**Work request:**
Keep every word of the entries and print them exactly; the pictures stay out.
#### Data for this exercise ####
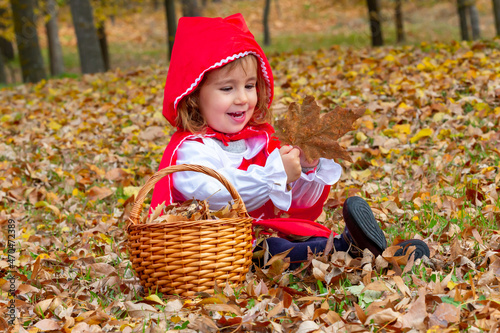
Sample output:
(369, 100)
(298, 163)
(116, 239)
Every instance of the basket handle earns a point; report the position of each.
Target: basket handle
(135, 214)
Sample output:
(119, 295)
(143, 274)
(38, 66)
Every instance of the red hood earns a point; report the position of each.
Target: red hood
(202, 44)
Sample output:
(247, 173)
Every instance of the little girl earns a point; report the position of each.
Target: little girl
(218, 91)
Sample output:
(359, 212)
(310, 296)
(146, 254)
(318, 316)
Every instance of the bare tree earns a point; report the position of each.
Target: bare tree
(474, 21)
(91, 60)
(375, 22)
(496, 12)
(30, 55)
(103, 42)
(265, 21)
(399, 22)
(469, 19)
(462, 15)
(190, 8)
(3, 75)
(171, 25)
(55, 50)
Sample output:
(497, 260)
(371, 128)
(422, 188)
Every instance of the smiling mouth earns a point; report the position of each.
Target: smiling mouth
(237, 115)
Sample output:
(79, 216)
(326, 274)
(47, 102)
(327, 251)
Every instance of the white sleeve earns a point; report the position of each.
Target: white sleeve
(308, 188)
(256, 185)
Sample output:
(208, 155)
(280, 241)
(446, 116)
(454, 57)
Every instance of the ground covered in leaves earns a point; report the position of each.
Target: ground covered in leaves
(426, 157)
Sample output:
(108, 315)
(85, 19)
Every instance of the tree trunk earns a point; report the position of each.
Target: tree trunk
(103, 42)
(171, 25)
(3, 75)
(89, 50)
(399, 22)
(474, 21)
(190, 8)
(375, 22)
(30, 55)
(55, 50)
(462, 14)
(496, 12)
(265, 21)
(6, 47)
####
**Response to the exercise:**
Sample output:
(369, 100)
(298, 163)
(116, 239)
Every instance of the basket handle earns a point; report the position of each.
Target: basket handle
(135, 214)
Sample output:
(119, 295)
(143, 274)
(38, 66)
Every instance of the red hood earns a point; report the position of each.
Target: red hood
(202, 44)
Sample output:
(247, 173)
Every instance of the little girl earns a point; report the position of each.
Target: little girl
(218, 91)
Sample output:
(359, 212)
(310, 296)
(146, 254)
(318, 316)
Every instance of the bare tree earns a point; report the position of each.
Target: bare tree
(474, 21)
(91, 60)
(375, 22)
(496, 12)
(30, 55)
(103, 42)
(265, 21)
(399, 22)
(469, 19)
(462, 15)
(190, 8)
(3, 75)
(171, 25)
(55, 50)
Sample output:
(497, 260)
(371, 128)
(422, 188)
Every instance of the smiling mouth earns a point; report the position of each.
Target: smiling mouth
(237, 115)
Sample output:
(79, 216)
(326, 274)
(47, 102)
(327, 251)
Every instance of the white sleeve earns a point; report the position of each.
Target: white sleeve
(308, 188)
(256, 185)
Sample output:
(208, 155)
(280, 241)
(446, 116)
(454, 57)
Every instance of the ground covered in leaves earns a point; report the position of each.
Target: ground covered in leaves
(426, 157)
Sample output:
(108, 315)
(85, 19)
Every instance of the tree trunk earns a point; report the position of each.
Target: tree trunk
(103, 42)
(171, 25)
(3, 75)
(89, 50)
(399, 22)
(474, 21)
(190, 8)
(375, 22)
(30, 55)
(55, 50)
(462, 14)
(496, 12)
(265, 21)
(6, 47)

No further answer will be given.